EXERCISE TEXT:
----
Accelerated implementation of AI platforms among pharma sales teams has highlighted the importance of the human factor.
Before COVID-19, in terms of rep-driven healthcare provider (HCP) engagement, the increase in digital efforts and the investment being made in cloud infrastructure, big data, and analytics was moving at a steady pace. Progress at organizations was balanced with a desire to minimize disruption. The intensity of the last 18 months, however, has seen changes “occurring immediately, and causing a lot of disruption,” says Derek Choy, cofounder and president of Aktana. “We saw digital channels quickly becoming pretty much the only way to reach physicians, and they were becoming critical, not just a nice-to-have for commercial success.”
Choy was speaking at this year’s Veeva Commercial & Medical Summit (June 10), alongside Greg Carpenter, senior director of US commercial transformation at Sanofi General Medicines. Aktana has been working with Sanofi to provide a platform that allows the drugmaker to define, execute, and optimize how it engages with physicians across every channel, with reps in the field as the primary areas of focus. “The technology essentially acts like an AI personal assistant,” explains Choy, “giving reps guidance on who to consider targeting, what channels to use, and what’s happening in other channels, and making sure they are provided with insights rather than having to go and analyze the data and try to figure it out themselves.”
----
GIVEN ENTRIES:
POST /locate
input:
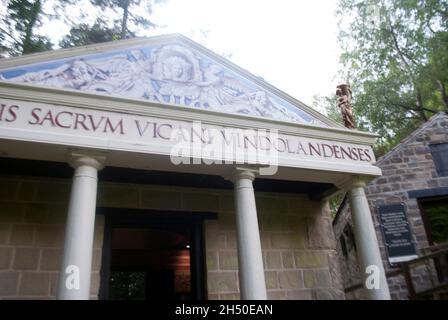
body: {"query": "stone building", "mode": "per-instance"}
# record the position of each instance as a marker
(415, 175)
(156, 169)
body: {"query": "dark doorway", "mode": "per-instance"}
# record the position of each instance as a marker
(152, 255)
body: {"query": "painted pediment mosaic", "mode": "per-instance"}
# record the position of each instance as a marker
(171, 73)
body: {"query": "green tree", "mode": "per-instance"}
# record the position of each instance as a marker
(20, 23)
(84, 34)
(129, 14)
(395, 59)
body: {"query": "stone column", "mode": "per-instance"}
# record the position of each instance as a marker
(369, 256)
(75, 273)
(250, 259)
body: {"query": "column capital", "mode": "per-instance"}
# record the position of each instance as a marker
(86, 158)
(352, 182)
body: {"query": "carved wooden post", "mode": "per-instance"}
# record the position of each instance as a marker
(344, 93)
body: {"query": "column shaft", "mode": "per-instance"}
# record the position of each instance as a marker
(367, 244)
(75, 273)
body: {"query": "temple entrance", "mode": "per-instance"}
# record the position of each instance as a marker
(151, 255)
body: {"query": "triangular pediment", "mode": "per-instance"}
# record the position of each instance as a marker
(167, 69)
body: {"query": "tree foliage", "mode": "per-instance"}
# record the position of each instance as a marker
(83, 34)
(130, 16)
(20, 23)
(395, 59)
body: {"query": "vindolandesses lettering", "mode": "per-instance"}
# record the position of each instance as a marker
(176, 138)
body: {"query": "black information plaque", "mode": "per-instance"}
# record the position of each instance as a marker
(397, 233)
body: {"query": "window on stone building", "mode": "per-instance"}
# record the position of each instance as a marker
(439, 154)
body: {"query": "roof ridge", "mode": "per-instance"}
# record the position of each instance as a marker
(406, 139)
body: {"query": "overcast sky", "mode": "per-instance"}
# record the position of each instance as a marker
(292, 44)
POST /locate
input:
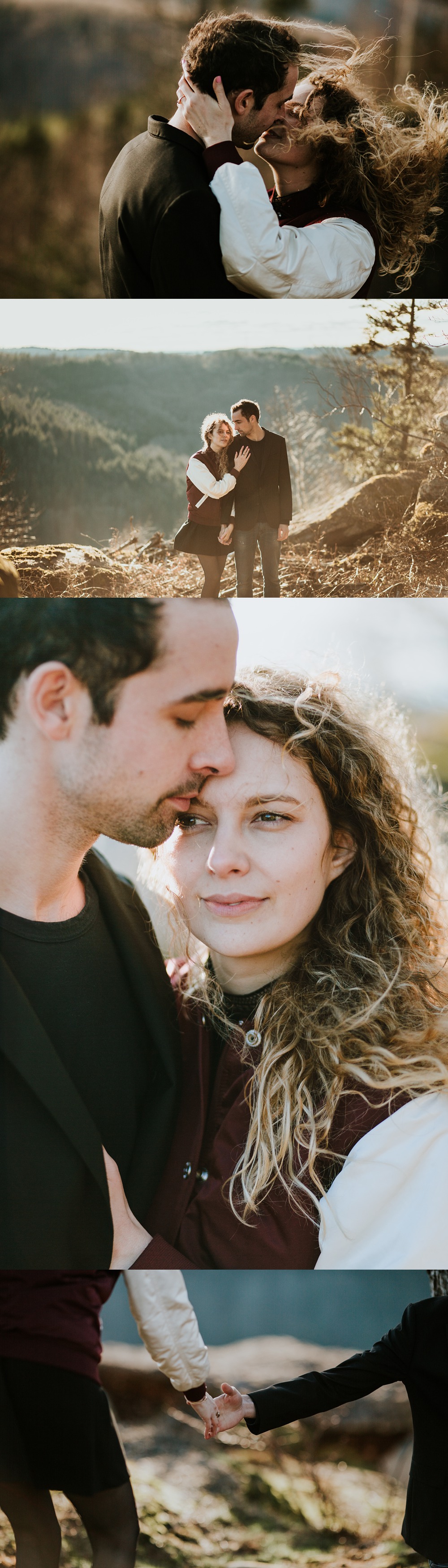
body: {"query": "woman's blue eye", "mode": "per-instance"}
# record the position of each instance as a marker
(271, 816)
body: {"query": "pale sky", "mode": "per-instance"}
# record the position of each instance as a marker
(190, 325)
(398, 645)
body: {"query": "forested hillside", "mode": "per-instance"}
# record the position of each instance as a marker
(95, 439)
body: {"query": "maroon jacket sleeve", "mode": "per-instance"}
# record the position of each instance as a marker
(160, 1255)
(223, 153)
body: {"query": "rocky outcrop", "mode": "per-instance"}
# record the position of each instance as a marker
(370, 508)
(49, 571)
(10, 587)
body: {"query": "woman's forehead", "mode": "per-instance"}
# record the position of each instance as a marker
(261, 764)
(303, 90)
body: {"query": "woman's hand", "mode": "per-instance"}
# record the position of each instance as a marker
(129, 1236)
(242, 458)
(211, 118)
(226, 534)
(207, 1410)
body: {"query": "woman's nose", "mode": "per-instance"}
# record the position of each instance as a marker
(228, 855)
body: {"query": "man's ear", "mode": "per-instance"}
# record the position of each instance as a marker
(54, 698)
(242, 103)
(342, 853)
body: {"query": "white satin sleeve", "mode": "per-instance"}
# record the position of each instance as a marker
(204, 480)
(168, 1326)
(325, 261)
(389, 1205)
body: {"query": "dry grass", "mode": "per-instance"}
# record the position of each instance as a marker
(405, 562)
(248, 1503)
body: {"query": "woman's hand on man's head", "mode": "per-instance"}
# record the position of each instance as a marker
(211, 118)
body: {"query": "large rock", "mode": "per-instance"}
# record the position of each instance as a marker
(370, 508)
(10, 584)
(49, 571)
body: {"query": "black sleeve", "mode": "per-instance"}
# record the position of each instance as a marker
(315, 1391)
(286, 487)
(187, 258)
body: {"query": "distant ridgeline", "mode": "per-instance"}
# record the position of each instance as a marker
(95, 439)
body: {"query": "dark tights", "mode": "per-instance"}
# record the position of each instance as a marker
(109, 1518)
(214, 568)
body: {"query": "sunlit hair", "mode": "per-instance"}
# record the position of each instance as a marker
(366, 1001)
(207, 436)
(384, 159)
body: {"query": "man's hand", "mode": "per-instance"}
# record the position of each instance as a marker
(211, 118)
(226, 534)
(129, 1236)
(228, 1410)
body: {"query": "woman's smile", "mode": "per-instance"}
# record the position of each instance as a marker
(262, 827)
(233, 905)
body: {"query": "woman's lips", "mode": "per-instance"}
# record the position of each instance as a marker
(233, 907)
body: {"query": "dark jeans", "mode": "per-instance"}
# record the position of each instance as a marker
(245, 545)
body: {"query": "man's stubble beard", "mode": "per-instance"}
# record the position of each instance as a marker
(145, 827)
(146, 831)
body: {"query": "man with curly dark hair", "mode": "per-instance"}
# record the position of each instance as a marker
(159, 219)
(107, 725)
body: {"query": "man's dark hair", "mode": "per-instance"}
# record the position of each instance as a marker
(245, 51)
(246, 408)
(101, 640)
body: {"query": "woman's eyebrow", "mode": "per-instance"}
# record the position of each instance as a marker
(264, 800)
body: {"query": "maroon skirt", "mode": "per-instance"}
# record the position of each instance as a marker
(199, 538)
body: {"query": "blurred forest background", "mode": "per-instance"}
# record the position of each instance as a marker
(95, 439)
(79, 79)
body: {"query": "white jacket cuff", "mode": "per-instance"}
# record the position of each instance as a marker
(325, 261)
(388, 1206)
(168, 1326)
(204, 480)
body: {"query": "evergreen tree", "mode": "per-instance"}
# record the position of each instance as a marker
(392, 389)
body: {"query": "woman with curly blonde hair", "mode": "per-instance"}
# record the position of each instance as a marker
(356, 181)
(314, 1122)
(211, 485)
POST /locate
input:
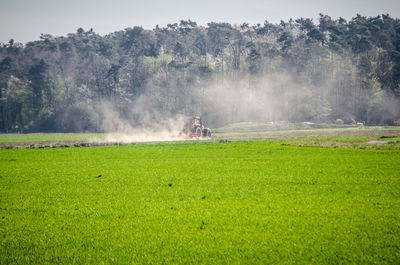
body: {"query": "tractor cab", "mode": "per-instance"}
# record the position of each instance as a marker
(193, 127)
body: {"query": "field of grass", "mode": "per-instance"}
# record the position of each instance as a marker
(256, 202)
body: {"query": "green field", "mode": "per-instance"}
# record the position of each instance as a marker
(255, 202)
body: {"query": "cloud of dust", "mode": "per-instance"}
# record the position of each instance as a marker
(140, 124)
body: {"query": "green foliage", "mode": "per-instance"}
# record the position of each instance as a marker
(209, 203)
(349, 66)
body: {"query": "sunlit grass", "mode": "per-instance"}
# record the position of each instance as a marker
(252, 202)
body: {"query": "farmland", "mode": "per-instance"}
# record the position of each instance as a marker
(293, 200)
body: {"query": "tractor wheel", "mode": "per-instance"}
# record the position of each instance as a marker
(198, 132)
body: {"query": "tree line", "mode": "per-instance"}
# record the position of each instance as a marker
(339, 69)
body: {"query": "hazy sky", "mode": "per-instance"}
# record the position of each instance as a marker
(25, 20)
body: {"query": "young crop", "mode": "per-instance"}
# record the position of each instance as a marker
(214, 203)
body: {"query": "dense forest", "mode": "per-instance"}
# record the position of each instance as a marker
(293, 71)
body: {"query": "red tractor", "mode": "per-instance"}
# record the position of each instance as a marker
(194, 127)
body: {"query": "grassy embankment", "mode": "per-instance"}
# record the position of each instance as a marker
(255, 202)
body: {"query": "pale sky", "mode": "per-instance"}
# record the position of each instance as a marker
(25, 20)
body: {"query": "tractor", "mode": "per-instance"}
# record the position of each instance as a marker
(193, 127)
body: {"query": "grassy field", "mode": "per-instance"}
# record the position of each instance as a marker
(256, 202)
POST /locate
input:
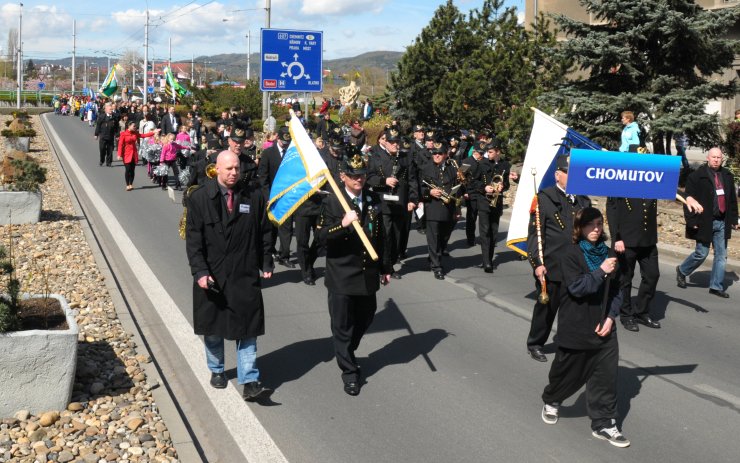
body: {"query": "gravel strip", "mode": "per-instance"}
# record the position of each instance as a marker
(113, 416)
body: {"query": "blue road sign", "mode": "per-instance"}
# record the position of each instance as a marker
(291, 61)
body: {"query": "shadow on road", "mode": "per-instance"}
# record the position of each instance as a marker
(628, 387)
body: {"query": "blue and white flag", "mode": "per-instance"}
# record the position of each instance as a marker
(302, 172)
(549, 139)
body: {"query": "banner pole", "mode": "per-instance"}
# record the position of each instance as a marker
(356, 224)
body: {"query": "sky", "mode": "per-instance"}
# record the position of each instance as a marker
(203, 27)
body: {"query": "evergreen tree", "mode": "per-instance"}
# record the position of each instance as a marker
(483, 71)
(653, 57)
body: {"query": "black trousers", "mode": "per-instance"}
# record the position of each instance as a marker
(597, 369)
(647, 257)
(395, 228)
(488, 220)
(307, 253)
(543, 315)
(404, 242)
(351, 316)
(129, 173)
(471, 216)
(284, 232)
(438, 234)
(106, 150)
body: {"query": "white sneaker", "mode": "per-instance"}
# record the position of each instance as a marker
(613, 436)
(550, 414)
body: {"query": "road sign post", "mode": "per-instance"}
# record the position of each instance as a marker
(291, 61)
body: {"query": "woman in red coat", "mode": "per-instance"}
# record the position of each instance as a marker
(128, 150)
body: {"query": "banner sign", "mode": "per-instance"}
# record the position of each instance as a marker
(624, 175)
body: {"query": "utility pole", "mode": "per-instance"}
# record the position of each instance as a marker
(249, 52)
(266, 95)
(146, 58)
(20, 55)
(74, 52)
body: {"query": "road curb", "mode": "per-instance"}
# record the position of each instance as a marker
(182, 439)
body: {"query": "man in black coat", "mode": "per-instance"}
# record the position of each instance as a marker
(227, 242)
(270, 161)
(106, 130)
(170, 123)
(557, 211)
(393, 175)
(438, 177)
(711, 215)
(491, 182)
(633, 226)
(472, 172)
(352, 277)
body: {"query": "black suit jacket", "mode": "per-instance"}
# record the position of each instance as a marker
(232, 248)
(166, 124)
(349, 268)
(380, 167)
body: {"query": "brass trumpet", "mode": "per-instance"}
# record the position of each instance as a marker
(495, 181)
(446, 197)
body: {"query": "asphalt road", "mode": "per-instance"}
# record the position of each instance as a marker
(448, 377)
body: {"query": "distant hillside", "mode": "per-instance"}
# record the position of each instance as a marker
(234, 65)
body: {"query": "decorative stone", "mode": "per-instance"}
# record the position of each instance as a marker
(49, 418)
(48, 384)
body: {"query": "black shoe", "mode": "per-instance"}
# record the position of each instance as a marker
(352, 388)
(255, 391)
(647, 321)
(630, 325)
(719, 292)
(218, 380)
(680, 278)
(536, 353)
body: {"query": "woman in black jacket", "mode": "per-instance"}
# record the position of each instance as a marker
(587, 348)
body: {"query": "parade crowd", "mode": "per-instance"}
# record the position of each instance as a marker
(583, 274)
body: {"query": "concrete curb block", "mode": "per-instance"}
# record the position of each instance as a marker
(182, 440)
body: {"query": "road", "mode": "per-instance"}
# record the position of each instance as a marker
(448, 377)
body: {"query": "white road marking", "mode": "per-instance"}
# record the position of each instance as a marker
(248, 433)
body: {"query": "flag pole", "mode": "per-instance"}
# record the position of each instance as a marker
(356, 224)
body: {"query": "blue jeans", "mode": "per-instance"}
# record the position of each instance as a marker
(246, 357)
(695, 259)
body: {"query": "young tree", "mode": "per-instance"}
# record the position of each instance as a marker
(656, 58)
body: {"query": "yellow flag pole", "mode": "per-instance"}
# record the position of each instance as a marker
(356, 224)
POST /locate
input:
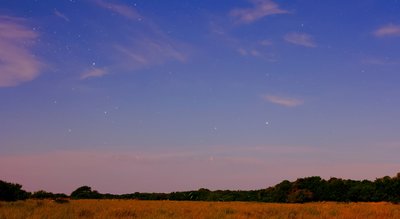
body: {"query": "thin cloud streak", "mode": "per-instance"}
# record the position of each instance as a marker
(300, 39)
(283, 101)
(95, 72)
(389, 30)
(121, 9)
(260, 9)
(149, 51)
(17, 62)
(61, 15)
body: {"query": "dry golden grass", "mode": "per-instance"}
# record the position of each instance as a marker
(172, 209)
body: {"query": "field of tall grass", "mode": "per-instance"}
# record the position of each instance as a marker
(173, 209)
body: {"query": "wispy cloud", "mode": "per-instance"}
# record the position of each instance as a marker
(94, 72)
(260, 9)
(150, 50)
(121, 9)
(283, 101)
(300, 39)
(385, 61)
(61, 15)
(17, 62)
(389, 30)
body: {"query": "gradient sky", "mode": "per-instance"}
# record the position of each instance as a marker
(160, 96)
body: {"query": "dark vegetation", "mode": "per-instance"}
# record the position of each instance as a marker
(309, 189)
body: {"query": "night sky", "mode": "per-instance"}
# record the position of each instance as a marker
(161, 96)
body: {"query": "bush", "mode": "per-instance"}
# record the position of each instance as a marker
(12, 192)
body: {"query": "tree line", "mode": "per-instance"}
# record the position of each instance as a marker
(308, 189)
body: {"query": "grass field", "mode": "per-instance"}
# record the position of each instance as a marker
(184, 209)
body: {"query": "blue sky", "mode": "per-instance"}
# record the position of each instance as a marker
(224, 95)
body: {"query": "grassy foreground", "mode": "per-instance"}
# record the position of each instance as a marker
(173, 209)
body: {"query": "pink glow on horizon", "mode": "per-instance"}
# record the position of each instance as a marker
(126, 172)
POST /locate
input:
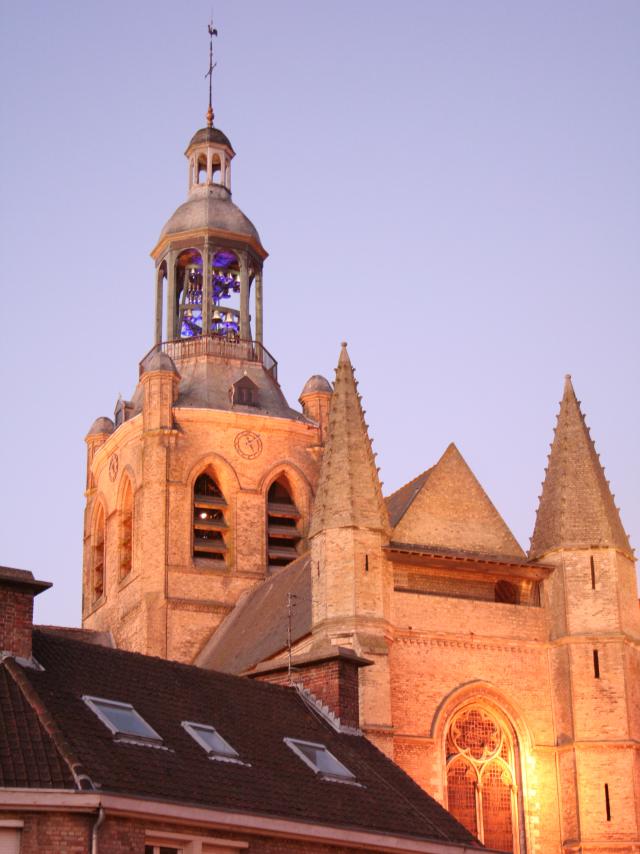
----
LIST OF TASKS:
a) At which event did Derek Choy speak, according to the article on AI platforms for pharma sales teams, and on what date?
b) Name every area of investment that the article on AI platforms for pharma sales teams says was moving at a steady pace before COVID-19.

ANSWERS BY ITEM:
a) The Veeva Commercial & Medical Summit, on June 10.

b) Cloud infrastructure, big data, and analytics.